=== Goal ===
Lay out everything from the line containing "[mask] red and" down to the line containing "547), (485, 547)]]" as a Markdown table with columns Row and Line, one numbered row per line, leaving out blank lines. Include only those lines.

=== Supplied data ===
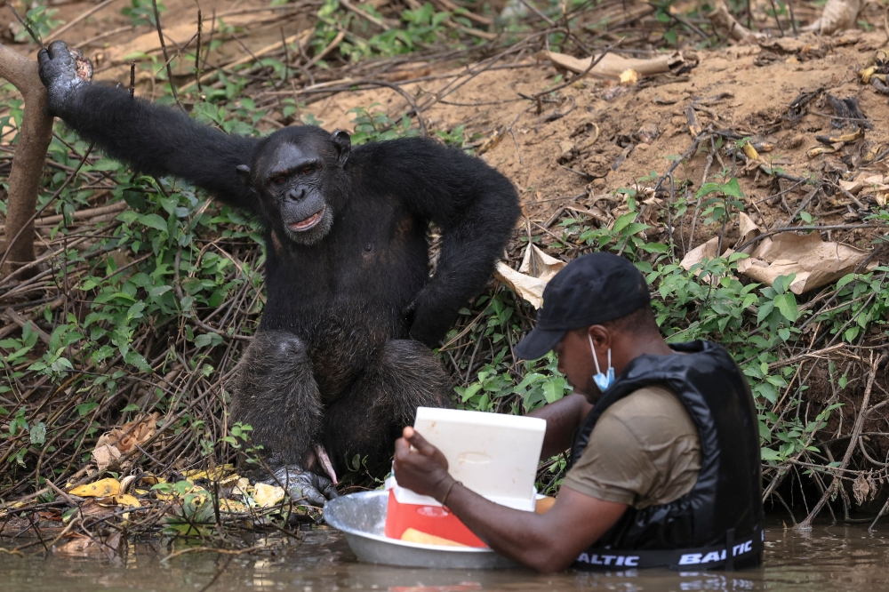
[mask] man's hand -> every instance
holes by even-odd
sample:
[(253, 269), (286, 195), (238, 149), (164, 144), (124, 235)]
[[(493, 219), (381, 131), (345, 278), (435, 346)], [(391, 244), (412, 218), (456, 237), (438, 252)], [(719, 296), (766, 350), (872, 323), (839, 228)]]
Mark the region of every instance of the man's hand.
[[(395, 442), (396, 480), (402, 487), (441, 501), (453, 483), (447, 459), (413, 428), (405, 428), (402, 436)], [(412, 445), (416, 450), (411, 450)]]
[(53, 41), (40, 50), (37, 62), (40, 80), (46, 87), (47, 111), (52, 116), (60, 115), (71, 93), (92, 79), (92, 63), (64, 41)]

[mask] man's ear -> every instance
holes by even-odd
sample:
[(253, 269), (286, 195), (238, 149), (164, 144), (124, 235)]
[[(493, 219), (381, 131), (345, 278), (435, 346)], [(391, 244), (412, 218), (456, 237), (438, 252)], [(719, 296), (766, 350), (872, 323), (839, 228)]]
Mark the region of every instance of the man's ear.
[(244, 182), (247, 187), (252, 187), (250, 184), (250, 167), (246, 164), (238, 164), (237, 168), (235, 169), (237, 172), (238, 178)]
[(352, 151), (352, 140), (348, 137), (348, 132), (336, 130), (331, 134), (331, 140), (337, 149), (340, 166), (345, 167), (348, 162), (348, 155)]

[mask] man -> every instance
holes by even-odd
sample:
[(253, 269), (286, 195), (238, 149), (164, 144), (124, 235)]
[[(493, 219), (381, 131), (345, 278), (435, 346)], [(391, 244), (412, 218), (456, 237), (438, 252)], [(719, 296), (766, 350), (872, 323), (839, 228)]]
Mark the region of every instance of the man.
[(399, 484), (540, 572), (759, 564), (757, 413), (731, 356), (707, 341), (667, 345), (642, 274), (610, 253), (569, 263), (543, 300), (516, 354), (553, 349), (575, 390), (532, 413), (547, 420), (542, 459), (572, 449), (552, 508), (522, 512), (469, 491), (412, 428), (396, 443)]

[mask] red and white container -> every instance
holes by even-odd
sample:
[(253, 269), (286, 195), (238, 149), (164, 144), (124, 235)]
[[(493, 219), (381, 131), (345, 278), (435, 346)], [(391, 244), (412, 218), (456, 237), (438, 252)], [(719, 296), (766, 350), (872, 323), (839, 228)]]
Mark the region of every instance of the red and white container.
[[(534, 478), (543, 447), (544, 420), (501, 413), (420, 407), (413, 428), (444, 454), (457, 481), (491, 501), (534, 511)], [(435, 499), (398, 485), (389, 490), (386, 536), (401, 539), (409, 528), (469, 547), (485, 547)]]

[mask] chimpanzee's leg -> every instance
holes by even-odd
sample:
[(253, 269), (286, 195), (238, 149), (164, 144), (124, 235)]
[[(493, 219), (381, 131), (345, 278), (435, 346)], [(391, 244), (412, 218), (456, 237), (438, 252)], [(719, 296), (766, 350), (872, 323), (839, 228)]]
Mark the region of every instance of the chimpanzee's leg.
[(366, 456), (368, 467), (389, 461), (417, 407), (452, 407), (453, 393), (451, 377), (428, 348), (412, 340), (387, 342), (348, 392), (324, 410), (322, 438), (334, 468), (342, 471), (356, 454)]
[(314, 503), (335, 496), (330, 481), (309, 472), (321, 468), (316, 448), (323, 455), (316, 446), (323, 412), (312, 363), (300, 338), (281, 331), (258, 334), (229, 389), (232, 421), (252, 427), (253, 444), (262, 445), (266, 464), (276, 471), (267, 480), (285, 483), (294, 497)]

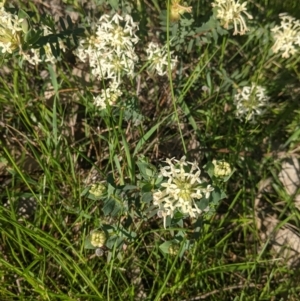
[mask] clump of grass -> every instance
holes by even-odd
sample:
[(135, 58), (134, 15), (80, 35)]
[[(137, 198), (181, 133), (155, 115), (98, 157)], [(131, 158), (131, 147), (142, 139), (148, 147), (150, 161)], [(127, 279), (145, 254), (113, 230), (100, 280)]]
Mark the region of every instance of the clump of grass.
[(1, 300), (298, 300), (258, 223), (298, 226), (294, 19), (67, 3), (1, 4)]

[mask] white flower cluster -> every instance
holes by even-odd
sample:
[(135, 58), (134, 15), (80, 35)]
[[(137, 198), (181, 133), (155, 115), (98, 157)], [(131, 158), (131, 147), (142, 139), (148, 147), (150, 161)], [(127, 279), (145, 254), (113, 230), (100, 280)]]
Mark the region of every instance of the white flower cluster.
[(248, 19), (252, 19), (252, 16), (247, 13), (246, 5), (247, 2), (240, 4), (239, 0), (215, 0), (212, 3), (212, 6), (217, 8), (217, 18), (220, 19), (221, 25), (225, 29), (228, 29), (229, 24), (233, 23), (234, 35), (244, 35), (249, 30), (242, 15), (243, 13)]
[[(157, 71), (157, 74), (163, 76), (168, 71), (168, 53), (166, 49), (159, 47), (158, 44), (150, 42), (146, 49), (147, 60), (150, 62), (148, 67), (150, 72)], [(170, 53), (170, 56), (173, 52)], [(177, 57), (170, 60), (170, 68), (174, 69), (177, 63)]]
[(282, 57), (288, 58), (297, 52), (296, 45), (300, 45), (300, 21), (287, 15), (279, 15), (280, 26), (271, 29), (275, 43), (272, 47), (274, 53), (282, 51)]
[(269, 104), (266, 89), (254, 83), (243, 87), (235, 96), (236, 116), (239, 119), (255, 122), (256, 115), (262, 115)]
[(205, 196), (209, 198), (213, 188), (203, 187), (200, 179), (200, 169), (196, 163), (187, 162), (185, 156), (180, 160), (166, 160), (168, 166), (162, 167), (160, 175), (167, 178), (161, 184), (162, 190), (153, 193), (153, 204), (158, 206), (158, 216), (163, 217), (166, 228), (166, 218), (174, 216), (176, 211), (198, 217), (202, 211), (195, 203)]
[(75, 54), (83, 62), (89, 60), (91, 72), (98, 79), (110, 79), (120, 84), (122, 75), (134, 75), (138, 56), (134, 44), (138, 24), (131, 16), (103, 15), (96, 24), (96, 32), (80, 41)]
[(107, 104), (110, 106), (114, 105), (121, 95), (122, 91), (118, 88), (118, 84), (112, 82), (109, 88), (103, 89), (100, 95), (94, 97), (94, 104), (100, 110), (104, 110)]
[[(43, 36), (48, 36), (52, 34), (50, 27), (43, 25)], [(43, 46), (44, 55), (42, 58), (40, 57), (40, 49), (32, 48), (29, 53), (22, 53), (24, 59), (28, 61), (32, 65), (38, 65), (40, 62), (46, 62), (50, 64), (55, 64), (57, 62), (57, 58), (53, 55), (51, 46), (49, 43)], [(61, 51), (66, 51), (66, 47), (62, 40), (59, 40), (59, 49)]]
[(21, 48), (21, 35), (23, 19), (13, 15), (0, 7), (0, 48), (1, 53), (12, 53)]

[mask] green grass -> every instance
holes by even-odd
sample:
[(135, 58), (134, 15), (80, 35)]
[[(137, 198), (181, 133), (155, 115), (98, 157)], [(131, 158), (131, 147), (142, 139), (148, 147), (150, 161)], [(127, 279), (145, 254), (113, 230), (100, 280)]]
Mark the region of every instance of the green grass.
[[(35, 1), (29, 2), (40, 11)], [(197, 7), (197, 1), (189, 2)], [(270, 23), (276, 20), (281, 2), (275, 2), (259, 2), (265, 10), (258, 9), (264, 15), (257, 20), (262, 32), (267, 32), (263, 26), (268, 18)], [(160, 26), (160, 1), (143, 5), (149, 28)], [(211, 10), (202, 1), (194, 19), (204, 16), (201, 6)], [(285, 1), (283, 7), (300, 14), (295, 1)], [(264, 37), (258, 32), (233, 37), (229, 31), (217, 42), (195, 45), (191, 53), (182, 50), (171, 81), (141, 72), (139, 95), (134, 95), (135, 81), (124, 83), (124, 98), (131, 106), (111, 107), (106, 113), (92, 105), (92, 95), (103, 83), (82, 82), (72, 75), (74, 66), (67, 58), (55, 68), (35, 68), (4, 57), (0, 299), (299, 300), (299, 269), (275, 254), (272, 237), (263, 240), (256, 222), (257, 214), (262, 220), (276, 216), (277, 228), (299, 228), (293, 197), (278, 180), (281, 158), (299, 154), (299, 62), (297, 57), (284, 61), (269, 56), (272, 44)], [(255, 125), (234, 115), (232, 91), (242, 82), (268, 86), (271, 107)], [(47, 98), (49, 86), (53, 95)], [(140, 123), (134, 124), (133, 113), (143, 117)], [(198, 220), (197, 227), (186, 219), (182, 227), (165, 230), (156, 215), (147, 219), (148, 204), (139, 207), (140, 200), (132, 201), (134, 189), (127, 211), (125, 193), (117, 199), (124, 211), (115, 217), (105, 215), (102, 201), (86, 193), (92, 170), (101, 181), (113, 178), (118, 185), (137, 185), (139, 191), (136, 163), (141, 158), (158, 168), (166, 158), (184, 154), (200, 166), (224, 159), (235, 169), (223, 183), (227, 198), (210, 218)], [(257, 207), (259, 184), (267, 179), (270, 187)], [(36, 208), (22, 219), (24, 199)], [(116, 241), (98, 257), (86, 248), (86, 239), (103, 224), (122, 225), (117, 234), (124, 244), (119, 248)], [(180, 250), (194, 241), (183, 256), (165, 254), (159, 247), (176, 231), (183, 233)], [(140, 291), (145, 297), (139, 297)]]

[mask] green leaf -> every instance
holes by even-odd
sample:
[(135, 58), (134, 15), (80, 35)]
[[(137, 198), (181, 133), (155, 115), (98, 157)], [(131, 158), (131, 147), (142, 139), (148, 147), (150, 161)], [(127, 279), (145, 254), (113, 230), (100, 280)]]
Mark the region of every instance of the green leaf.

=== Solution ===
| Row | Line |
|---|---|
| 1 | [mask] red and white container -> every instance |
| 2 | holes by even-odd |
| 3 | sample: |
| 4 | [(253, 269), (286, 195), (238, 149), (164, 144), (124, 235)] |
| 5 | [[(493, 219), (381, 131), (345, 278), (435, 346)], [(391, 244), (412, 218), (456, 237), (438, 252)], [(719, 296), (766, 350), (872, 323), (839, 228)]] |
| 6 | Mark the region of every instance of the red and white container. |
| 7 | [[(534, 478), (543, 447), (544, 420), (501, 413), (420, 407), (413, 428), (444, 454), (457, 481), (491, 501), (534, 511)], [(435, 499), (398, 485), (389, 490), (386, 536), (401, 539), (409, 528), (469, 547), (485, 547)]] |